Records of labeled points:
[START]
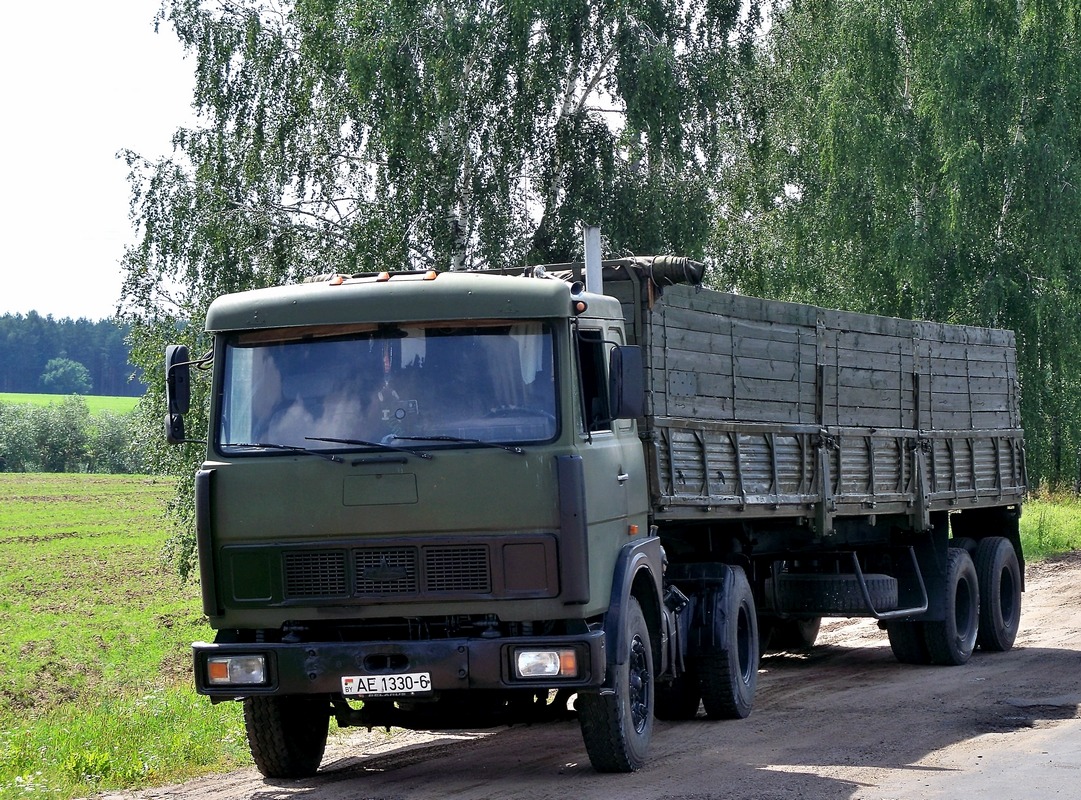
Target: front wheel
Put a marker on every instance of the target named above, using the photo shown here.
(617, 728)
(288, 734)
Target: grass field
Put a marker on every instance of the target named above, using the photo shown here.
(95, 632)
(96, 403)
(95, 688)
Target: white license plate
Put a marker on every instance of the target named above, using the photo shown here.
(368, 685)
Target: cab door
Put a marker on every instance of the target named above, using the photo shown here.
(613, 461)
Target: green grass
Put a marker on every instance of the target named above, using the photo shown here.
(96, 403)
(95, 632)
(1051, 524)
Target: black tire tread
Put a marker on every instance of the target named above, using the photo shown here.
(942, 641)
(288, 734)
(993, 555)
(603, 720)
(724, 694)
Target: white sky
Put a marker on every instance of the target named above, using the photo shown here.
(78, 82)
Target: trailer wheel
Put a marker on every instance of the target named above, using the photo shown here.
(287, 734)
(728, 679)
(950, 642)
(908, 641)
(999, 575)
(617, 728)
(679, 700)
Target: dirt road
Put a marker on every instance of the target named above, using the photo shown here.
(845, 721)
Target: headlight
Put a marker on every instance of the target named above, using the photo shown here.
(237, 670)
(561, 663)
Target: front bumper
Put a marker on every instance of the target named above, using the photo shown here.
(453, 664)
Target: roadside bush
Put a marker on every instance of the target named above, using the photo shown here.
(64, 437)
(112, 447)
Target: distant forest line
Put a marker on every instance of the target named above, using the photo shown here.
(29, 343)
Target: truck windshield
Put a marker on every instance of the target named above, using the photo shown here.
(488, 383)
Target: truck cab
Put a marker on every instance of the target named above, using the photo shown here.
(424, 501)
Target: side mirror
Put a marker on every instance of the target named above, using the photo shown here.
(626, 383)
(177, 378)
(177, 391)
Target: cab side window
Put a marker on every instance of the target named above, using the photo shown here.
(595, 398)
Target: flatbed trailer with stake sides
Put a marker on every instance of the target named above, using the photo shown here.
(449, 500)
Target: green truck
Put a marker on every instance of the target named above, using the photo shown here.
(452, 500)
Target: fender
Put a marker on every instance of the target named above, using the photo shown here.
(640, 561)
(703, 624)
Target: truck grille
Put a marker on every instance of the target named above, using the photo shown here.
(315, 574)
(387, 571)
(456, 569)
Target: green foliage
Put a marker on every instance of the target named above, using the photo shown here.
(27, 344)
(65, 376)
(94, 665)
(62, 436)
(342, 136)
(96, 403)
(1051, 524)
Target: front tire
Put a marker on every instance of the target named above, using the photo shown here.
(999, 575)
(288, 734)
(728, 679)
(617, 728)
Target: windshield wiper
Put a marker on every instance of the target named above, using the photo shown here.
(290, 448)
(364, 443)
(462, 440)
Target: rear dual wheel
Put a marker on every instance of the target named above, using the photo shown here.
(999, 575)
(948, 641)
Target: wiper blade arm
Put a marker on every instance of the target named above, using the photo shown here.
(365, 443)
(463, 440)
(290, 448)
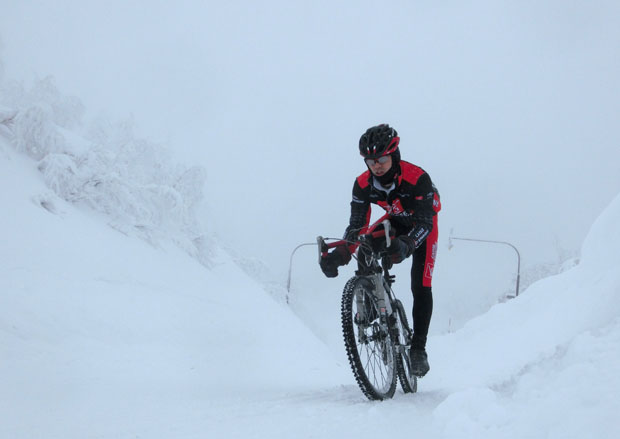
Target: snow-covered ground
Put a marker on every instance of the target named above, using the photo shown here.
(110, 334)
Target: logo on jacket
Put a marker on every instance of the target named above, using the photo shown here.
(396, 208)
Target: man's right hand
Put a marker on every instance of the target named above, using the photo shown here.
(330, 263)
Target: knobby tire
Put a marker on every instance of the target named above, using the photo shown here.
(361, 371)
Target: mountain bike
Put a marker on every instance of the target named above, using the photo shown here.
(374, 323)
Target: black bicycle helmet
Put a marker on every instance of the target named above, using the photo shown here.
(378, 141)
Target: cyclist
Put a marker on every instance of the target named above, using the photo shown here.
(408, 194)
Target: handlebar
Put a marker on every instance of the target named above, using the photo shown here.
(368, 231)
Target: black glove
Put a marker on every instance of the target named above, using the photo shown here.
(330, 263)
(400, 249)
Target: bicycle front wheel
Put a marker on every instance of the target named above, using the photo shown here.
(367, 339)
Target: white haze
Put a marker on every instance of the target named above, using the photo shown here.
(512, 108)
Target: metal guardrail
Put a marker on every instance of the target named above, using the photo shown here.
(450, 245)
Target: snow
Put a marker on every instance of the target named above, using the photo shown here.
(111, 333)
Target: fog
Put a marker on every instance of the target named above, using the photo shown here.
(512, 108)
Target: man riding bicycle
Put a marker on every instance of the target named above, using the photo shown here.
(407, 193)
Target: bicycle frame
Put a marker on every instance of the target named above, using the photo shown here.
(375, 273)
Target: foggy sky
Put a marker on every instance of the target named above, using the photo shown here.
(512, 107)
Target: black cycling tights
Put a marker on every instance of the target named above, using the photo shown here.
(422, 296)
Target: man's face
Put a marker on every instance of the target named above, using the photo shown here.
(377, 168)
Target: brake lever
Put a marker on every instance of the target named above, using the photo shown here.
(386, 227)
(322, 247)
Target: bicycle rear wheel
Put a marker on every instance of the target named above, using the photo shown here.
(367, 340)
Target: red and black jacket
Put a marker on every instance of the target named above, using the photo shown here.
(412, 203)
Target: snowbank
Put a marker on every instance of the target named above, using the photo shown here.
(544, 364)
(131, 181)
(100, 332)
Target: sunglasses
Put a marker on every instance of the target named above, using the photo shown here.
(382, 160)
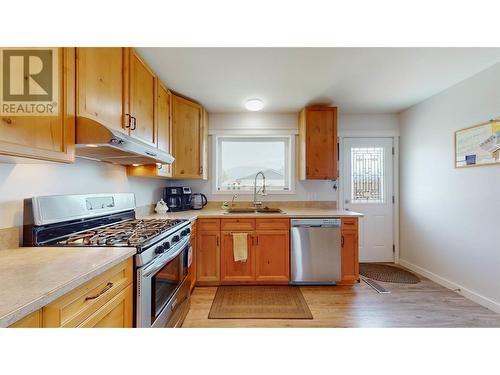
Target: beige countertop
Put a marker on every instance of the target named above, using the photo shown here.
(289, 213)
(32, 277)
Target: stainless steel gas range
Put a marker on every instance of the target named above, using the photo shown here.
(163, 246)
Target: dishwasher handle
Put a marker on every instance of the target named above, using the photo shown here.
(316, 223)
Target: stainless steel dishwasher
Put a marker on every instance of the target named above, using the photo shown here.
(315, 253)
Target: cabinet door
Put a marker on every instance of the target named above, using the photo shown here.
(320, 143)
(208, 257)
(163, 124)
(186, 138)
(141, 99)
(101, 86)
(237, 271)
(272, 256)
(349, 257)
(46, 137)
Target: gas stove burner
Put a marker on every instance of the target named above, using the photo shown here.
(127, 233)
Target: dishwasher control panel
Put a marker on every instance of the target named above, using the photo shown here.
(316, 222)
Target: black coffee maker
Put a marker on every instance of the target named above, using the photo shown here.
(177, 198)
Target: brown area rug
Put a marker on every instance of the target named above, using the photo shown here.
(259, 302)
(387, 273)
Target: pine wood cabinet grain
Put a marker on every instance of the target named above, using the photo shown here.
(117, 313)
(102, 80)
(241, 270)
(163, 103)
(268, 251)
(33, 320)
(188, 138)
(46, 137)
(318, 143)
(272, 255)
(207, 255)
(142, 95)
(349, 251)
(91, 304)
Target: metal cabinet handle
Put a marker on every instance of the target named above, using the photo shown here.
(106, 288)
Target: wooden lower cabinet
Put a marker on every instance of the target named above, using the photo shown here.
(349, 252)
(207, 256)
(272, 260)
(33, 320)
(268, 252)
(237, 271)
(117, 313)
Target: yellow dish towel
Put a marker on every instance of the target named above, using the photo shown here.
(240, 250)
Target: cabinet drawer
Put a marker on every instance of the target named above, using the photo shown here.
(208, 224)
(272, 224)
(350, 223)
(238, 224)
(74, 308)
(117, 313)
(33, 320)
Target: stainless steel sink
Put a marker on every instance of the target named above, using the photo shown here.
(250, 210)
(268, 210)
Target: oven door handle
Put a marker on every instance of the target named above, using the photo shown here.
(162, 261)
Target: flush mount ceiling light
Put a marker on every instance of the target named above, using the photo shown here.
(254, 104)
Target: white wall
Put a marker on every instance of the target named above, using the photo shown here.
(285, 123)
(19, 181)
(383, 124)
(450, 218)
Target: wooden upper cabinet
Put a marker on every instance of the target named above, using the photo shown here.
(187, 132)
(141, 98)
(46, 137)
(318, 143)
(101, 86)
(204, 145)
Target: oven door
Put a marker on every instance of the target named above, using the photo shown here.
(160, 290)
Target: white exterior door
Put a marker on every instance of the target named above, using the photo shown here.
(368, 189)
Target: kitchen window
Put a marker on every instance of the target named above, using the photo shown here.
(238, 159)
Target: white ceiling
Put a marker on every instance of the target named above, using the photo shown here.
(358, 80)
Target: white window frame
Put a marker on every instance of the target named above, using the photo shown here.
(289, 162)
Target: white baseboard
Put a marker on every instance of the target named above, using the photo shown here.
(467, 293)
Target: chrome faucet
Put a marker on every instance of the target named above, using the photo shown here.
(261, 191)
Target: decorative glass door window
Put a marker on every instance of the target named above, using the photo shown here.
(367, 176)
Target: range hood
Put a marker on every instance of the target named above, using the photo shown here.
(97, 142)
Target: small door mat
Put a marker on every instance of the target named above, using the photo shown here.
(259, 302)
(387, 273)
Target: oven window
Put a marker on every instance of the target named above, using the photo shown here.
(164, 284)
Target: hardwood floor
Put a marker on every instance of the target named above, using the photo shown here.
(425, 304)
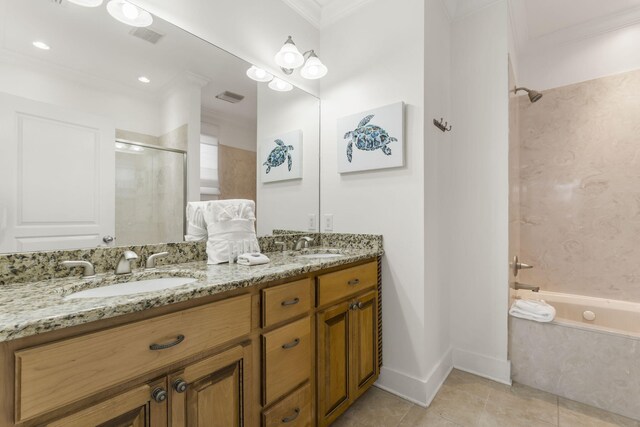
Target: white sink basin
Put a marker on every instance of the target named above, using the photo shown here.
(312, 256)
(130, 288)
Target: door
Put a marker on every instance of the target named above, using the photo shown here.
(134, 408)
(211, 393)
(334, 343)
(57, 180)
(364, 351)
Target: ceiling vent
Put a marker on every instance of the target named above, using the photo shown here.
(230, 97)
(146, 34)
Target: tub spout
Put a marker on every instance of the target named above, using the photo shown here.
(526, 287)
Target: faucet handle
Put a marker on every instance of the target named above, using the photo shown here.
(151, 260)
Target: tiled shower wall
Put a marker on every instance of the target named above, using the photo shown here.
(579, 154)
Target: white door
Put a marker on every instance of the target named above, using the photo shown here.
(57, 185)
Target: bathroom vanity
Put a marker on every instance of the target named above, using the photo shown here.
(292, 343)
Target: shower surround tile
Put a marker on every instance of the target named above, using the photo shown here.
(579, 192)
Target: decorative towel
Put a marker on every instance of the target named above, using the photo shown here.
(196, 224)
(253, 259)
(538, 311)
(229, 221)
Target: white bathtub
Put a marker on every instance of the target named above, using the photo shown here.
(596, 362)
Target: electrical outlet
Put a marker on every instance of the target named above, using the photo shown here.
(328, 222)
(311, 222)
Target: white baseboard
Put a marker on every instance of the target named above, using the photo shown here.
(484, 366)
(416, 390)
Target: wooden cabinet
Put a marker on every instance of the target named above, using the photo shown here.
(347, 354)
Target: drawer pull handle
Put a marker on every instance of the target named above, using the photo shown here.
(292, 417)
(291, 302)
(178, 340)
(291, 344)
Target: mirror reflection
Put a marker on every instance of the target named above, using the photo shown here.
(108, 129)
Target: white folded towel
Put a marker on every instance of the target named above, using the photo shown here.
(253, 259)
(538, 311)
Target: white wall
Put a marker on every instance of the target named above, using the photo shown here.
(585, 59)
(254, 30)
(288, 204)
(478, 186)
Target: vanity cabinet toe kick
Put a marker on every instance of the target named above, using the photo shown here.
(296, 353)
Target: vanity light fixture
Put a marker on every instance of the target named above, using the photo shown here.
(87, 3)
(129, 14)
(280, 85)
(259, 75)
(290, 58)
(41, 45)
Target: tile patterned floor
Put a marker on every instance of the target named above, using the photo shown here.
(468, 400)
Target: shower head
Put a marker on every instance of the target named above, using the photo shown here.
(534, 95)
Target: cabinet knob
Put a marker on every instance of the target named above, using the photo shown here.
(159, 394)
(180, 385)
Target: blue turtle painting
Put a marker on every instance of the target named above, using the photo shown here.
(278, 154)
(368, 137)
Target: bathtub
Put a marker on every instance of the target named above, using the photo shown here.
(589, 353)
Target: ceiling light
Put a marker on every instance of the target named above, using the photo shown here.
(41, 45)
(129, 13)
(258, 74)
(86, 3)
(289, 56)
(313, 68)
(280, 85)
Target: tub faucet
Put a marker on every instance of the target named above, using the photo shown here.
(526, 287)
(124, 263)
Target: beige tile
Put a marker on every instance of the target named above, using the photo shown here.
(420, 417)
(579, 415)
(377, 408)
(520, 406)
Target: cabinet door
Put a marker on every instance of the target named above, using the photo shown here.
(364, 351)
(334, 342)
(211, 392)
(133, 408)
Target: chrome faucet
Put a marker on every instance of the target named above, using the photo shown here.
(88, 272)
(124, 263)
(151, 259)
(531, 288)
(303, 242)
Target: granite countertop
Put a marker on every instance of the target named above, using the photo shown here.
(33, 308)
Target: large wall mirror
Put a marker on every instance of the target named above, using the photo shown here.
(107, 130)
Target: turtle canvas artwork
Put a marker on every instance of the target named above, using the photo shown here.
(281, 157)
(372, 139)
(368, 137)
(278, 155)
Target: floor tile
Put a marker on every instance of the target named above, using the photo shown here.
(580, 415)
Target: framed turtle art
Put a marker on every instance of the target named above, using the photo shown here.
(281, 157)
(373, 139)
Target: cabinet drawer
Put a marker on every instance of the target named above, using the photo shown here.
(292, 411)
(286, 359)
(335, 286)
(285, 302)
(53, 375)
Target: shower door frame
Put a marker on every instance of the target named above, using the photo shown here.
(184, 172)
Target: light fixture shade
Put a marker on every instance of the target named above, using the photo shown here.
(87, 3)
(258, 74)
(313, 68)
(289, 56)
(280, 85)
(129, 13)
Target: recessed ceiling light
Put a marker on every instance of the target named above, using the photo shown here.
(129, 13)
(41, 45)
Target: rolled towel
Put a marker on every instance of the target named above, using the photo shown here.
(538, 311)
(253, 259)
[END]
TO DO:
Quote only the lines from the one containing "Target: ceiling light" through the final line of the records, with both ends included.

SOLVED EXERCISE:
Target: ceiling light
Put a marker on every instance of the target named above, using the photo shown here.
(41, 45)
(129, 13)
(258, 74)
(86, 3)
(289, 56)
(313, 68)
(280, 85)
Target: tub faucet
Put a marker on every instance of the target named above, using the photo shown here.
(526, 287)
(124, 263)
Target: beige tile
Put a marker on every instance of the target named above, using the photo shown here.
(420, 417)
(579, 415)
(377, 408)
(520, 406)
Target: cabinet door
Put a marker on every instance of the target named above, using the photo shown here.
(364, 351)
(334, 342)
(211, 392)
(133, 408)
Target: chrome faucet
Put a marker on every instance of the target named above, using the photo shown here.
(88, 272)
(124, 263)
(151, 259)
(531, 288)
(303, 242)
Target: granite countertop
Put a marker on every instance of the target named above, using the photo shown here.
(33, 308)
Target: large wall mirror
Put a marker on every instance of the target named above, using the photo shown here.
(107, 130)
Target: turtle canvas artwork
Put a marker on every instance of the target named above, using the photo shown here.
(281, 157)
(372, 139)
(368, 137)
(278, 155)
Target: floor tile
Put a marker on every instance of the target named above, using the photo shown here.
(580, 415)
Target: framed turtle art
Put a marker on every instance of the target named above, using the photo shown here.
(281, 157)
(373, 139)
Target: cabinet drawer
Put a marker on every instance of the target named above, using the photo shown here.
(292, 411)
(286, 359)
(335, 286)
(285, 302)
(53, 375)
Target: shower door frame
Put a marker on every instance of the target named above, using the photo shown here.
(184, 172)
Target: light fixture shade
Put a marker on every instance of the target named above, using the photo shown here.
(87, 3)
(258, 74)
(313, 68)
(289, 56)
(280, 85)
(129, 13)
Target: recessed ceiling light
Put a marker on every instance of the target named above, using the photo shown here.
(129, 13)
(41, 45)
Target: rolled towel
Put a marker on every instance of the target named above, using the photo shown here.
(538, 311)
(253, 259)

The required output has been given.